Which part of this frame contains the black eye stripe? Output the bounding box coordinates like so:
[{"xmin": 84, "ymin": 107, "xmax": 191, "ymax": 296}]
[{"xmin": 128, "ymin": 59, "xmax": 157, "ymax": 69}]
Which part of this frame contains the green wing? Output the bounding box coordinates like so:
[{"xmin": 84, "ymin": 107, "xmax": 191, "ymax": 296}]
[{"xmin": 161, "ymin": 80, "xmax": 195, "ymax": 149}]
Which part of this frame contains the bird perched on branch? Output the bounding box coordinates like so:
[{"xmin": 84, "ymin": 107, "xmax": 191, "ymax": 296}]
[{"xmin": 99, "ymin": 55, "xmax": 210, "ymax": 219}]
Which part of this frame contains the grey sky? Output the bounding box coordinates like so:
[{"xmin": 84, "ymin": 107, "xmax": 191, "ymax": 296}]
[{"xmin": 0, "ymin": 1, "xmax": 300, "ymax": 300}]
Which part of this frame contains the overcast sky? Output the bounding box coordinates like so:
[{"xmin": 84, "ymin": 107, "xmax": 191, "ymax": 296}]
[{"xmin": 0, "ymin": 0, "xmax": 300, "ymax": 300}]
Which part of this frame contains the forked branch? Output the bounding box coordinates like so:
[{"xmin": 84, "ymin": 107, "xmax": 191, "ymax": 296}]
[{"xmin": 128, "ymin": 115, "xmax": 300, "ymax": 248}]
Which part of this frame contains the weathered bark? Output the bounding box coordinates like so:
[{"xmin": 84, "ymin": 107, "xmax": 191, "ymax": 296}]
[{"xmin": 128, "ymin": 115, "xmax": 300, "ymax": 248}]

● **Task directions**
Repeat every item above word for word, keeping each line the same.

● **Full answer**
Which part of this frame contains the black eye stripe? Output the bounding box coordinates like so:
[{"xmin": 84, "ymin": 107, "xmax": 191, "ymax": 296}]
[{"xmin": 128, "ymin": 59, "xmax": 157, "ymax": 69}]
Which part of this frame contains the green wing? Output the bounding box coordinates like so:
[{"xmin": 84, "ymin": 107, "xmax": 191, "ymax": 296}]
[{"xmin": 161, "ymin": 80, "xmax": 195, "ymax": 149}]
Which part of this frame contains the bird perched on branch? Output the bounding box coordinates like so:
[{"xmin": 84, "ymin": 107, "xmax": 191, "ymax": 296}]
[{"xmin": 99, "ymin": 55, "xmax": 210, "ymax": 219}]
Which part of this frame contains the grey sky? Output the bounding box coordinates like so:
[{"xmin": 84, "ymin": 107, "xmax": 191, "ymax": 296}]
[{"xmin": 0, "ymin": 1, "xmax": 300, "ymax": 300}]
Which part of this frame contains the overcast sky? Output the bounding box coordinates like so:
[{"xmin": 84, "ymin": 107, "xmax": 191, "ymax": 296}]
[{"xmin": 0, "ymin": 0, "xmax": 300, "ymax": 300}]
Which part of this frame contains the forked branch? Output the bounding box coordinates like so:
[{"xmin": 84, "ymin": 107, "xmax": 191, "ymax": 296}]
[{"xmin": 128, "ymin": 115, "xmax": 300, "ymax": 248}]
Which part of this frame contains the weathered bark? Output the bounding box coordinates like so:
[{"xmin": 84, "ymin": 107, "xmax": 191, "ymax": 296}]
[{"xmin": 128, "ymin": 115, "xmax": 300, "ymax": 248}]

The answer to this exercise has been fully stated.